> _Text excerpt_
Aware of the problem, the Chinese government is gradually transferring some of its reserves to companies and individuals. Since 2000, it has been encouraging domestic companies to invest overseas by allowing them to exchange renminbi for the U.S. dollars it has been holding. Thanks in some part to this measure, China’s outward foreign direct investment more than tripled, from US$90 billion to US$230 billion, between 2006 and 2009.
Another problem with the country holding large amounts of foreign reserves is that fluctuations in the value of dollar — as well as the other two foreign reserve currencies, the euro and yen — affect the value of China’s reserves. Moreover, according to Zheng Hui, a finance professor at Shanghai Fudan University, because most of China’s reserves are in dollars, potential inflation in the U.S. is a big concern. “If the inflation rate is higher than the interest rate of Treasury bonds, the real return of the majority of China’s foreign reserves would actually be negative,” notes Zheng. To avoid fallout from rising inflation and a weakened dollar currently, the government recently sold some short-term U.S. Treasury notes and parked them in long-term Treasury bonds.
During a forum of the U.S.-China Strategic and Economic Dialogue last year, Chinese officials requested that the U.S. Treasury Department issue more so-called Treasury Inflation-Protected Securities (TIPS), despite the fact that the low risk of these bonds, bills and notes also means low returns. According to an article published in January this year by The Wall Street Journal, experts say the U.S. Treasury has obliged and is likely to sell around US$80 billion of TIPS in 2010, about 40% more than 2009’s US$58 billion.

> _Description of the task_
Rewrite the part of the passage on China's foreign reserves that starts with the words "Another problem with" and ends with "long-term Treasury bonds.", replacing "inflation" with "price growth" throughout. Work only from the passage on China's foreign reserves.

> _Recorded data_
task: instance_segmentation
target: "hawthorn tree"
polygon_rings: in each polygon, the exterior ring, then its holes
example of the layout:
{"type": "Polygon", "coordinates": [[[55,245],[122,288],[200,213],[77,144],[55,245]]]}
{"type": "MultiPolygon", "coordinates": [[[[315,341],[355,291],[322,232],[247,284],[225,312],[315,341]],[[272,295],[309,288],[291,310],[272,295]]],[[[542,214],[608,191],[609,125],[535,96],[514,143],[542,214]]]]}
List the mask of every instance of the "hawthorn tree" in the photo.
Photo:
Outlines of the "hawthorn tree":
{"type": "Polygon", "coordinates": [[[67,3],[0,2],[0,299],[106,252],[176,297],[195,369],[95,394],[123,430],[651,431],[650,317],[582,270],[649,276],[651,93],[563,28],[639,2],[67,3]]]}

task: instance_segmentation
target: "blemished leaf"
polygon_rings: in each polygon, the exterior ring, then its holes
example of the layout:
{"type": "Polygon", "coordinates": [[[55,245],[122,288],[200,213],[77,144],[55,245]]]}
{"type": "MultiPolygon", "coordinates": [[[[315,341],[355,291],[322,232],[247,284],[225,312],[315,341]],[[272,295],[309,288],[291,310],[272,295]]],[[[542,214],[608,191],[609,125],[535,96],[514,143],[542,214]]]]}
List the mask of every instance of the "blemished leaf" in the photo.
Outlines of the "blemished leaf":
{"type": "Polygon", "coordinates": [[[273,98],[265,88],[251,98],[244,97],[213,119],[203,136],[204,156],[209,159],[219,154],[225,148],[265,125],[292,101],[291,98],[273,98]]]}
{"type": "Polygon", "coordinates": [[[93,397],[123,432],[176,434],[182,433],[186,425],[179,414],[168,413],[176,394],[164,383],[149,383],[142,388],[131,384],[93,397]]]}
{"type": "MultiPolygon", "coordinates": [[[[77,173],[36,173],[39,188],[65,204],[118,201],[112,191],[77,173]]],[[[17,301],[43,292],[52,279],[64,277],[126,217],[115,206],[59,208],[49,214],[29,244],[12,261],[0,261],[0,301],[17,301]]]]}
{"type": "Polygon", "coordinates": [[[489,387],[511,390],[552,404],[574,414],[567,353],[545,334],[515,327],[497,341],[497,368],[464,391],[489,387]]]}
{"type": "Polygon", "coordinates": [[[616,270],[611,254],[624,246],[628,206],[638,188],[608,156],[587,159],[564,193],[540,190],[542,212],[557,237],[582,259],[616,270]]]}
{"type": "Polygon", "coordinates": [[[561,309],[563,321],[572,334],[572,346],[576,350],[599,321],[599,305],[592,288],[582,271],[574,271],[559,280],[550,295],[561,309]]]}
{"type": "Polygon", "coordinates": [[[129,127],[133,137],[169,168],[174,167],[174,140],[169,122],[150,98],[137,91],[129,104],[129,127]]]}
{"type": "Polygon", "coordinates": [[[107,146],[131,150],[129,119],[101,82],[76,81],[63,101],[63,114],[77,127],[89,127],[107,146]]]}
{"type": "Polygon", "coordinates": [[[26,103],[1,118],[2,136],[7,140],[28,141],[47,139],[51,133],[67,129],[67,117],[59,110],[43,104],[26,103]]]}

> _Right answer_
Another problem with the country holding large amounts of foreign reserves is that fluctuations in the value of dollar — as well as the other two foreign reserve currencies, the euro and yen — affect the value of China’s reserves. Moreover, according to Zheng Hui, a finance professor at Shanghai Fudan University, because most of China’s reserves are in dollars, potential price growth in the U.S. is a big concern. “If the price growth rate is higher than the interest rate of Treasury bonds, the real return of the majority of China’s foreign reserves would actually be negative,” notes Zheng. To avoid fallout from rising price growth and a weakened dollar currently, the government recently sold some short-term U.S. Treasury notes and parked them in long-term Treasury bonds.